▶ **Work instructions**: Copy out every one of the records below, word for word, keeping each line as it stands.

▶ **Exercise data**:
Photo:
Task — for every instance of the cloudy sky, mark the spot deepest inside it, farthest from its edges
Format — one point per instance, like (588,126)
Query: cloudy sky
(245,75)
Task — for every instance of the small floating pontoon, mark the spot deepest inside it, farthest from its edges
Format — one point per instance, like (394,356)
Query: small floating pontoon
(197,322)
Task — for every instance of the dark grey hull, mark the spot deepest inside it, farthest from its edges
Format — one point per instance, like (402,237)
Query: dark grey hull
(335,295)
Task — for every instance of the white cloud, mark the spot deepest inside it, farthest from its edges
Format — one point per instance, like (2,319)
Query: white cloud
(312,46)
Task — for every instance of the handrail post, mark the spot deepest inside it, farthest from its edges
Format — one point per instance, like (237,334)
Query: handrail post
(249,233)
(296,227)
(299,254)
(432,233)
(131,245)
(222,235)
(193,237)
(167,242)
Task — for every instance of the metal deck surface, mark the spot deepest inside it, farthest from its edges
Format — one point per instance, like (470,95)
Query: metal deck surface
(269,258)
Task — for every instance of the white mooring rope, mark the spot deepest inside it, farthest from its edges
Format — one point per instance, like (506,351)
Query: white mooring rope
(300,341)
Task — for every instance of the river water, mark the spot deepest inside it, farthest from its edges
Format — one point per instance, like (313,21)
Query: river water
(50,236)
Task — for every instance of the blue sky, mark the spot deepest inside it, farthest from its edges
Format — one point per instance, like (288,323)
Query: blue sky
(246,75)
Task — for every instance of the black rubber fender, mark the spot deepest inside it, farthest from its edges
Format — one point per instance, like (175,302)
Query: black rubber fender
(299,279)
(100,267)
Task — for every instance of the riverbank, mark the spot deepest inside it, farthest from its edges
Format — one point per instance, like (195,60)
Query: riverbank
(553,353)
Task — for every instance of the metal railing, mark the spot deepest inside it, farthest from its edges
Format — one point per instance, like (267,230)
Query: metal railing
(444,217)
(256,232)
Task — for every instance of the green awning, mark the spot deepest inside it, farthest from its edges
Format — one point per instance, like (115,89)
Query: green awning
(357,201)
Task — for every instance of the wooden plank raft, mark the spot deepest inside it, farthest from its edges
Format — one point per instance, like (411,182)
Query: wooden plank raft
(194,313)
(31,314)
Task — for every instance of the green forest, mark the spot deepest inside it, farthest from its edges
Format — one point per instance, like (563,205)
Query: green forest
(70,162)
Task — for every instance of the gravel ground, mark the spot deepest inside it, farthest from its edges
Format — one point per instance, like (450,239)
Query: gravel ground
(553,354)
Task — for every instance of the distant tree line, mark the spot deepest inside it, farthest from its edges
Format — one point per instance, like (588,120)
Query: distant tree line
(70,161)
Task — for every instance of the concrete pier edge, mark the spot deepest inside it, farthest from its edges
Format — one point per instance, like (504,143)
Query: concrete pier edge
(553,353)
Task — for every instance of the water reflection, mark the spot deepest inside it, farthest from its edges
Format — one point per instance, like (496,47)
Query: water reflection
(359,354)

▶ **Completed task**:
Photo:
Task — for every instance of the cloudy sky, mark the spot deepest inside it, farthest from its edges
Format — one point per instance, like (588,126)
Query: cloudy sky
(245,75)
Task — for every instance of the small floating pontoon, mark the spot deepest inside it, farthest from its edges
Format — one point per instance, like (394,356)
Query: small floating pontoon
(197,322)
Task — for every instance of the dark grey hull, mark the spot deepest inside it, farthest from its edges
Format — one point per instance, like (402,237)
Query: dark grey hull
(335,295)
Task — for every instance of the white cloud, mark the spot deepest inside it, farthest from its edges
Format — one point per instance, like (2,319)
Query: white cloud
(312,46)
Task — for every instance of the handrail post, mark the spot deepest inside it, farthest from its edges
Format — one point per instance, like (237,334)
Query: handrail post
(249,233)
(296,227)
(299,254)
(432,233)
(131,245)
(222,235)
(193,237)
(167,242)
Task — for every instance of the metal deck surface, mark the spot deepest inside it, farthest from its edges
Format — one point per instance, like (470,95)
Query: metal deck surface
(269,258)
Task — for every instance of the white mooring rope, mark the spot deepest inside it, farthest from its edges
Format — one point per instance, like (506,351)
Query: white mooring rope
(300,341)
Task — for every instance of the river water, mark the spot deepest inside it, farthest from its edges
Format — one point per instance, like (313,21)
Query: river water
(50,236)
Task — for every instance of the blue sky, mark the spot deepest inside it, farthest from its edges
Format — one point per instance, like (288,323)
Query: blue sky
(246,75)
Task — for every instance of the black rubber fender, mark the spot deepest inside it, farthest from its edges
Format — one point per instance, like (175,302)
Query: black rubber fender
(299,279)
(100,267)
Task — for every instance of the riverbank, mark the spot deepest inside it, farthest from its edges
Format — one point per instance, like (195,60)
Query: riverbank
(553,353)
Task — for every instance of the metal railing, mark the spot deepest inside it, farthest from its edges
Format — one point per instance, like (267,230)
Query: metal railing
(444,217)
(256,232)
Task — for every instance of the green awning, mark the spot deepest inside it, farthest from its edges
Format — one point per instance, like (115,89)
Query: green awning
(357,201)
Task — for every instance of the wooden plank raft, mark the spot deepest inside it, farthest from its edges
Format — one point per instance, like (411,182)
Query: wooden plank raft
(194,313)
(31,314)
Task — for every instance of the green forest, mark the spot deepest inside it, farthest from its edges
Format — one point per instance, like (563,205)
Query: green forest
(70,162)
Task — for every instance of the gravel ground, mark the spot deepest inside it, farthest from its edges
Format — one point per instance, like (450,239)
Query: gravel ground
(553,354)
Task — for every instance of the distant tree line, mark the spot deepest inside it, farthest from its edges
Format — one point per instance, like (588,120)
Query: distant tree line
(70,161)
Task — for every instance of the concrete pier edge, mark the spot deepest inside it, farthest from its edges
Format — one point per instance, like (504,143)
Query: concrete pier edge
(553,353)
Task — for every instance of the water reflection, mark the spot deepest inside it, farthest from its edges
Format — one point per instance, like (496,47)
Query: water reflection
(359,354)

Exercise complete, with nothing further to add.